Part of a data file:

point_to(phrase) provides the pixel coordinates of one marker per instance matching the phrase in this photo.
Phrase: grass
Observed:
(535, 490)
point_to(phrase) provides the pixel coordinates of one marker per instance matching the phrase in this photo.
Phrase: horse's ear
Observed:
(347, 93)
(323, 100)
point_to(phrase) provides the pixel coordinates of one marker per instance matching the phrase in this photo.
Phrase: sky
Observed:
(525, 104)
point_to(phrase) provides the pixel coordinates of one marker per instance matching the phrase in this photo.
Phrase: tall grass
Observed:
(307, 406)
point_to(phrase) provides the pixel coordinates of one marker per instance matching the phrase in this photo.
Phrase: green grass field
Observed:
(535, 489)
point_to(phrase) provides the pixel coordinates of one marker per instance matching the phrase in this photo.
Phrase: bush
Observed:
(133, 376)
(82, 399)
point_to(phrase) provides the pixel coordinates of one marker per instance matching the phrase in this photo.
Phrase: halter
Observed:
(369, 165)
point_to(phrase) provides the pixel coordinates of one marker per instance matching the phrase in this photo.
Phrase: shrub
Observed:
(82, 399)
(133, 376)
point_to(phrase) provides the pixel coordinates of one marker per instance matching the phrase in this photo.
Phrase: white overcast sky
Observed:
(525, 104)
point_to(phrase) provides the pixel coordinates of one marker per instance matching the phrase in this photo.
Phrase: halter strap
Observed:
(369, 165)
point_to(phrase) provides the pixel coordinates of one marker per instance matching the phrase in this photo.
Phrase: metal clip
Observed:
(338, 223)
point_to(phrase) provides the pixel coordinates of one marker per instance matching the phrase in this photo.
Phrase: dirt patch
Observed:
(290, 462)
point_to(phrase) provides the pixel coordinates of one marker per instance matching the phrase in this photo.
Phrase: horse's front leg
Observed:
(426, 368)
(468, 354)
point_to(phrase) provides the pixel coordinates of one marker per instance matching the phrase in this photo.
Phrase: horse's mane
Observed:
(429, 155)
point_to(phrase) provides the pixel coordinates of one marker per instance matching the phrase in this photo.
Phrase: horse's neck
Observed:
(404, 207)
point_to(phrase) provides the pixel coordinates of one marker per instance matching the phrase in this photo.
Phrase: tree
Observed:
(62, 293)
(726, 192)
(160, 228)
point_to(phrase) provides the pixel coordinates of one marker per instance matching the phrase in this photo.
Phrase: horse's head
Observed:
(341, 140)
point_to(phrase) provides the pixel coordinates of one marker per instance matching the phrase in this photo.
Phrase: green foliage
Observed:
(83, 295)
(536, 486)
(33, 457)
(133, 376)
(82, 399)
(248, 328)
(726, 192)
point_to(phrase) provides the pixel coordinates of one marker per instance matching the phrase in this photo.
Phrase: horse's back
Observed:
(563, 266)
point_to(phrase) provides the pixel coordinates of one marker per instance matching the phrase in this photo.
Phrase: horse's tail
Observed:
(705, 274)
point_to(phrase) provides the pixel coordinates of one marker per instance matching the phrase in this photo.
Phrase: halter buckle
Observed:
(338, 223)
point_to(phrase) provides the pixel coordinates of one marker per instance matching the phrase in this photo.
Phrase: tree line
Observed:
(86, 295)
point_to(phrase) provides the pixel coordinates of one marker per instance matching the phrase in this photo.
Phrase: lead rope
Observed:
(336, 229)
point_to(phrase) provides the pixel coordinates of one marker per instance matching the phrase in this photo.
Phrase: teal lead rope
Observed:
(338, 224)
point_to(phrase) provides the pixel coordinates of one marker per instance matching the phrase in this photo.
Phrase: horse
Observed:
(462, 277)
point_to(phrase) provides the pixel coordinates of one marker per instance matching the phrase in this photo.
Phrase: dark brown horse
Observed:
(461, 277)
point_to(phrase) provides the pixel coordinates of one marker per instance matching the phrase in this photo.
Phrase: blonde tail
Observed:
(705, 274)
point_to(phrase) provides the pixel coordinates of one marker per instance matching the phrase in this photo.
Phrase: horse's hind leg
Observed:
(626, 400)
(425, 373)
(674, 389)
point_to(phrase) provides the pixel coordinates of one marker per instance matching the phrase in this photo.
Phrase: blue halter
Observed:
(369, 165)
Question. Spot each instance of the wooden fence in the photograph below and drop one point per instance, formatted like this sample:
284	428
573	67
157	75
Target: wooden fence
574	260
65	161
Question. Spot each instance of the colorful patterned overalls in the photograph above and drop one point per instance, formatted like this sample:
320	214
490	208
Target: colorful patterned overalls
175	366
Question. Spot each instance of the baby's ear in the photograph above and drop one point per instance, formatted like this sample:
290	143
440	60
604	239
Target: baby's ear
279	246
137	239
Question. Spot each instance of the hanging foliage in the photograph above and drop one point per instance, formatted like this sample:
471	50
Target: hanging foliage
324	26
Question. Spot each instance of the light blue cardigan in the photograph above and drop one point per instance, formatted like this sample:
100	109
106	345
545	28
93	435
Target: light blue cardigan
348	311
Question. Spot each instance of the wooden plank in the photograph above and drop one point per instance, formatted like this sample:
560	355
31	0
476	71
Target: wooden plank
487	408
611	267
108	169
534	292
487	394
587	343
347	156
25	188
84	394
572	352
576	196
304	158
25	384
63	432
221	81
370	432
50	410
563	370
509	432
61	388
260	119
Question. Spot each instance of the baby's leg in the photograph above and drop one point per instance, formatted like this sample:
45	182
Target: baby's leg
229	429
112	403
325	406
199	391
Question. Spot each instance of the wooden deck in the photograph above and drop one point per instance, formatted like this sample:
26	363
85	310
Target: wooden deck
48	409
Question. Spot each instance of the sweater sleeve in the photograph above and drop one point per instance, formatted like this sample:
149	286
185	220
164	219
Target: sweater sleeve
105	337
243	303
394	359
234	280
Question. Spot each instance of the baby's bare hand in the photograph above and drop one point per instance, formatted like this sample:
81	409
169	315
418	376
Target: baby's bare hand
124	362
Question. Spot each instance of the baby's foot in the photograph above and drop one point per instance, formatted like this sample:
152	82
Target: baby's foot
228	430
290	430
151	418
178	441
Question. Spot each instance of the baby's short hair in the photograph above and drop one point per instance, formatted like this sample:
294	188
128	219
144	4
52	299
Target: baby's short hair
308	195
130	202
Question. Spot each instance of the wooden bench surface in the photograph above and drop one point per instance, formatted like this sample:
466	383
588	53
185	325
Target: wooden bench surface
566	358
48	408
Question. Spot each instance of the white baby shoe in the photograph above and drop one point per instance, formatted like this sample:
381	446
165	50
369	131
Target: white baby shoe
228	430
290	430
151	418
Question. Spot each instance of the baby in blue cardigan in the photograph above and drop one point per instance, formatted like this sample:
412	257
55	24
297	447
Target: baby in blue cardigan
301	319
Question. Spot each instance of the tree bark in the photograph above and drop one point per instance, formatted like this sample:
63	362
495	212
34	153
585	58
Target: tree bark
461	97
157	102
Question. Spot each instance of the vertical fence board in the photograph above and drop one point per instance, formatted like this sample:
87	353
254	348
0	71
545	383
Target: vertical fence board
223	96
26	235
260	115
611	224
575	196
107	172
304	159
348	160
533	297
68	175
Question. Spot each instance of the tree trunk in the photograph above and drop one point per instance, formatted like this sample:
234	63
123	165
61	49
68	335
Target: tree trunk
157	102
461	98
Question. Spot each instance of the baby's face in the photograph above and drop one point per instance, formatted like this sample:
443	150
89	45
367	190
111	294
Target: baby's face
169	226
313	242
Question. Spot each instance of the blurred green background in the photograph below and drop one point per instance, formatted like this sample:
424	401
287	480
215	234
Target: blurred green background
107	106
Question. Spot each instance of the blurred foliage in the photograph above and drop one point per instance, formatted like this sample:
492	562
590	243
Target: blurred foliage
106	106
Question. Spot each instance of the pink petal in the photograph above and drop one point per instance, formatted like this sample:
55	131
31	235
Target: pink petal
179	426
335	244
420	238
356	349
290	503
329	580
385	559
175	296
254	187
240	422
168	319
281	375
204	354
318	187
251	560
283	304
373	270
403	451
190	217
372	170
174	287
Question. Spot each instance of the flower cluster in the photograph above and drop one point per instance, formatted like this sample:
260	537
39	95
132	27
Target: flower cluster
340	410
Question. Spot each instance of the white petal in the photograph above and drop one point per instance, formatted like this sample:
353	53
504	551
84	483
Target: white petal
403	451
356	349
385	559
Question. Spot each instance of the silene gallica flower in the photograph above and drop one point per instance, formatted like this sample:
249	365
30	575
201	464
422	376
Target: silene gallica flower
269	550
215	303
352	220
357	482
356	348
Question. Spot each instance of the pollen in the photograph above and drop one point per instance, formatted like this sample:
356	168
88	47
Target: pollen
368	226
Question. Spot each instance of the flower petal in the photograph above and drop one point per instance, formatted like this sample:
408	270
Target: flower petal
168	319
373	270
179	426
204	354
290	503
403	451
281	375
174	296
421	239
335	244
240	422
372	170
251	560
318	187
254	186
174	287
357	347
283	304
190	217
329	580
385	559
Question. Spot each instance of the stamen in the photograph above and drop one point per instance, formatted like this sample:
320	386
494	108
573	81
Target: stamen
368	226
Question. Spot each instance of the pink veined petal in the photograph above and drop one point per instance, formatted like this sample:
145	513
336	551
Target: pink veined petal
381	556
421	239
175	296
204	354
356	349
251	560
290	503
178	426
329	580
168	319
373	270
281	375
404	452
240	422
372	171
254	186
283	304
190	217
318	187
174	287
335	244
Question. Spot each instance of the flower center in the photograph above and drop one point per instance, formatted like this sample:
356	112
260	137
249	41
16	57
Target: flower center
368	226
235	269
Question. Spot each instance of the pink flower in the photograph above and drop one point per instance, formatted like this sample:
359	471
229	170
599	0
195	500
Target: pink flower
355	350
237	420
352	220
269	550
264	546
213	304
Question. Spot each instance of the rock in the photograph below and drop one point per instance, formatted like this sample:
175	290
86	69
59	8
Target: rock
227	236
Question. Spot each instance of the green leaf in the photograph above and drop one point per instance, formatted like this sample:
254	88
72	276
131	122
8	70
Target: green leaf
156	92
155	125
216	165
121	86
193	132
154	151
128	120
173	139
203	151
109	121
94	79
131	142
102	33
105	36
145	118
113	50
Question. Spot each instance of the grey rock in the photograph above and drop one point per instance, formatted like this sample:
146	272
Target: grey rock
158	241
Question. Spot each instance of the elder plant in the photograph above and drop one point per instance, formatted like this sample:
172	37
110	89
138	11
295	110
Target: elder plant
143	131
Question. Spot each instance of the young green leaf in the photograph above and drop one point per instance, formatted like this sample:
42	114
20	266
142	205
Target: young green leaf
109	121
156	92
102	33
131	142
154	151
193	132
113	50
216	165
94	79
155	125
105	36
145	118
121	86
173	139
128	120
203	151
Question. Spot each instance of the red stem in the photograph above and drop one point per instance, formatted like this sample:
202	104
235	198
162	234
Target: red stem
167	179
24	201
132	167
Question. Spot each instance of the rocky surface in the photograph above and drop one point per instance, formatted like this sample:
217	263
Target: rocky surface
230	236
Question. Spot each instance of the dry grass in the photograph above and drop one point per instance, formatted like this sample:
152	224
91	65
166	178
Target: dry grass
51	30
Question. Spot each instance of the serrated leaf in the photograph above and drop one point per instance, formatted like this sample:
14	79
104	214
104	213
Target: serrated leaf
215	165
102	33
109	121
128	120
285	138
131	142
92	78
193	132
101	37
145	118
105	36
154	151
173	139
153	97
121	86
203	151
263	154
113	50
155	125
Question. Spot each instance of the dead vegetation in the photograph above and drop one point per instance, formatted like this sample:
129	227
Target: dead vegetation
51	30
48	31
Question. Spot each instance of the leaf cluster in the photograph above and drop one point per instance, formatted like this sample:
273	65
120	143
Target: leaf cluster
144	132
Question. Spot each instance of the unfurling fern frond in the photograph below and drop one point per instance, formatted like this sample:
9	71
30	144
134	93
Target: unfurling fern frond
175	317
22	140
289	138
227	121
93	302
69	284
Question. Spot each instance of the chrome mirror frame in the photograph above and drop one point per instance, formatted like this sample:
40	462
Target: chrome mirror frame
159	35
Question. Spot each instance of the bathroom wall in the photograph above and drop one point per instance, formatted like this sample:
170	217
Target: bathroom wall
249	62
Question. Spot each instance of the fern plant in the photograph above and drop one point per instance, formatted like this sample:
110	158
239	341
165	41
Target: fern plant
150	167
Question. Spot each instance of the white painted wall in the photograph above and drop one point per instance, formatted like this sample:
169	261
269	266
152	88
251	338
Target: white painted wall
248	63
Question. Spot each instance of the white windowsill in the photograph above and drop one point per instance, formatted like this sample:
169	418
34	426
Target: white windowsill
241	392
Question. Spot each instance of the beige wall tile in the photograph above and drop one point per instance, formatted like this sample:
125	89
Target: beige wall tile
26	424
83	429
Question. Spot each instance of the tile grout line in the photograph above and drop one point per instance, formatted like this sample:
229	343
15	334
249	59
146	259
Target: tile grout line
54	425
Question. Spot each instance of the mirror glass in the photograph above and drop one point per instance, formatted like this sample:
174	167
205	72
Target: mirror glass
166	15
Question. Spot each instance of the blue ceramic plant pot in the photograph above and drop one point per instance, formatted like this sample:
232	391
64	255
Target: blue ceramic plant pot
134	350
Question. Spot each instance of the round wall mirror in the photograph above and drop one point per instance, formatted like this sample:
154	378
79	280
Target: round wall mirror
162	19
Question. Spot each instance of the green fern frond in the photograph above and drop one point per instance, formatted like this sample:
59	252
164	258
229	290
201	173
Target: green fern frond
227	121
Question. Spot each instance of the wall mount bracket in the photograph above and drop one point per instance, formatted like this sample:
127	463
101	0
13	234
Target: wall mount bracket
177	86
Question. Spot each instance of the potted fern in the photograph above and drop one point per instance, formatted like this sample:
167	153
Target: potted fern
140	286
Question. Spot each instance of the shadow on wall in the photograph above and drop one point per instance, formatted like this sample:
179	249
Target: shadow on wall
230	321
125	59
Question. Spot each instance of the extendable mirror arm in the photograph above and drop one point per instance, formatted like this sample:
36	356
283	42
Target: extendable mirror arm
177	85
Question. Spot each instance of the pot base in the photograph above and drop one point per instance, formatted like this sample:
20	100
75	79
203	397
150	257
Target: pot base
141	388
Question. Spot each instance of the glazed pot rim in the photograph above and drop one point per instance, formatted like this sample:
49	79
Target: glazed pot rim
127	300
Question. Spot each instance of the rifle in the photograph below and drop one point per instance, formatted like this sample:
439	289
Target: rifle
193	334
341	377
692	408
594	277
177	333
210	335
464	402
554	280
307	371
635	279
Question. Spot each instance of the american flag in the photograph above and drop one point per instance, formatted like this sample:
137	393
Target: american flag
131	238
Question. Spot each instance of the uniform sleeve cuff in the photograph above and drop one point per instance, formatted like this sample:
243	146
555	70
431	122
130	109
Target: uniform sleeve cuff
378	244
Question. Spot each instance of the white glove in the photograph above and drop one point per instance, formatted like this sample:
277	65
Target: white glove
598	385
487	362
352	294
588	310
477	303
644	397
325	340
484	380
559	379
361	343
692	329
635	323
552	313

**REQUIREMENTS**
Every line from the one containing "Question. Spot each instance of the potted" through the end of the data must be repeated exactly, and no other line.

**ANSWER FOR THE TASK**
Question. Spot each instance of the potted fern in the photograph above and drop one point per instance, formatted like this sample:
167	153
Target: potted fern
140	286
Question. Spot each instance of the shadow on wall in the photograph above and drop one point per instance, formatted like this sample:
179	249
Target: shadow on wall
230	321
125	59
Question. Spot each instance of the extendable mirror arm in the photograph above and drop one point per instance, formatted like this sample:
36	356
283	42
Target: extendable mirror arm
177	85
Question. Spot each instance of the pot base in the photograph above and drop one point per instance, formatted like this sample:
20	100
75	79
203	397
150	257
Target: pot base
141	388
Question. Spot each instance of the glazed pot rim in the photograph above and drop one point per instance, formatted like this sample:
49	79
Target: glazed pot rim
127	300
Question. Spot each instance of the rifle in the photograph below and drop one point per instance, formatted like this sample:
439	289
Target: rifle
193	334
341	377
692	408
594	277
177	333
210	335
464	402
554	280
307	371
635	279
Question. Spot each instance of the american flag in the photograph above and drop one point per instance, formatted like this sample:
137	393
Target: american flag
131	238
Question. Spot each instance of the uniform sleeve cuff in the photograph above and drop one point per instance, formatted like this sample:
243	146
555	70
431	122
130	109
Target: uniform sleeve cuff
378	244
Question. Spot each instance of the white glove in the photograph above and drop one point per instance, formatted like this sample:
277	65
Target: white glove
598	385
487	362
352	294
588	310
477	303
644	397
325	340
484	380
559	379
361	343
692	329
635	323
552	313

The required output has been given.